By Patrick Anderson, editor

 

Almost anything said to be the basis for the establishment of the United States of America or the purpose of the Christian church in American society can be found to be true sometime in our history or somewhere in our country.

Some of the people who came to the American shores in the 16th and 17th centuries came from places where religious freedom was outlawed by a Protestant European government which endorsed a preferred state-approved church. Think Massachusetts Bay Colony. Others came through the Southwest beginning in the 15th century under the auspices of the Roman Catholic Church and selected Catholic nations. Think Portugal and Spain. They sought to subjugate indigenous people into the Catholic church, to find and claim lands and fortune. Think gold, enslavement, and dominating colonialism.

A great number of others who made up the original 13 colonies were not motivated to migrate to America by religious reasons or to make fame and fortune, but rather to secure a more prosperous life through opportunities not open to them in their home countries. Some were slavers and slaves. Some were tradesmen and adventuresome individuals. Many were motivated by religious separatism sentiments (think Puritans and Quakers), but a pious or religious purpose for people coming to America is certainly not the only reason people came here.

## Excerpts from a detection dataset:
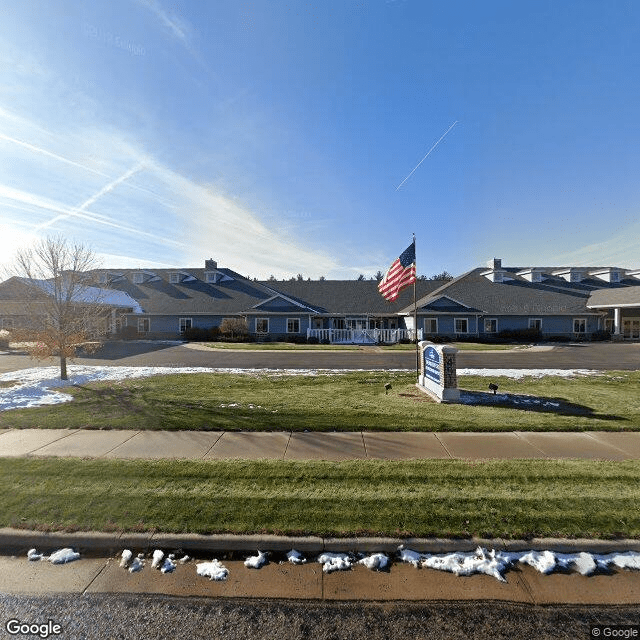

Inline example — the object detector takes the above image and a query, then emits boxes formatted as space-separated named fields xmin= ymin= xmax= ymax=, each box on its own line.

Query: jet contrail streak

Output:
xmin=396 ymin=120 xmax=458 ymax=191
xmin=36 ymin=164 xmax=144 ymax=231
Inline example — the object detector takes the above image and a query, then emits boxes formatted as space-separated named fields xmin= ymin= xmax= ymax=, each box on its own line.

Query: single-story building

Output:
xmin=0 ymin=259 xmax=640 ymax=343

## Exercise tasks:
**a)** Write out everything in the essay on religion and America's founding from "Some of the" down to "and dominating colonialism.".
**b)** In the essay on religion and America's founding, list each phrase that directly follows the word "Think" or "think".

## Solutions to each task:
**a)**
Some of the people who came to the American shores in the 16th and 17th centuries came from places where religious freedom was outlawed by a Protestant European government which endorsed a preferred state-approved church. Think Massachusetts Bay Colony. Others came through the Southwest beginning in the 15th century under the auspices of the Roman Catholic Church and selected Catholic nations. Think Portugal and Spain. They sought to subjugate indigenous people into the Catholic church, to find and claim lands and fortune. Think gold, enslavement, and dominating colonialism.

**b)**
- Massachusetts Bay Colony
- Portugal and Spain
- gold, enslavement, and dominating colonialism
- Puritans and Quakers